*** Source data ***

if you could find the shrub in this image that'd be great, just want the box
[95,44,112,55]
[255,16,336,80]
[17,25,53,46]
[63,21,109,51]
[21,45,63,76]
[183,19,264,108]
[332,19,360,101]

*** End of Source data ***

[Try it] Take the entries above and repeat them verbatim.

[Finished task]
if you could find the shrub in this image that'd be great, just want the box
[95,44,112,55]
[255,16,336,80]
[17,25,53,46]
[63,21,109,51]
[21,45,63,76]
[183,19,264,108]
[332,19,360,101]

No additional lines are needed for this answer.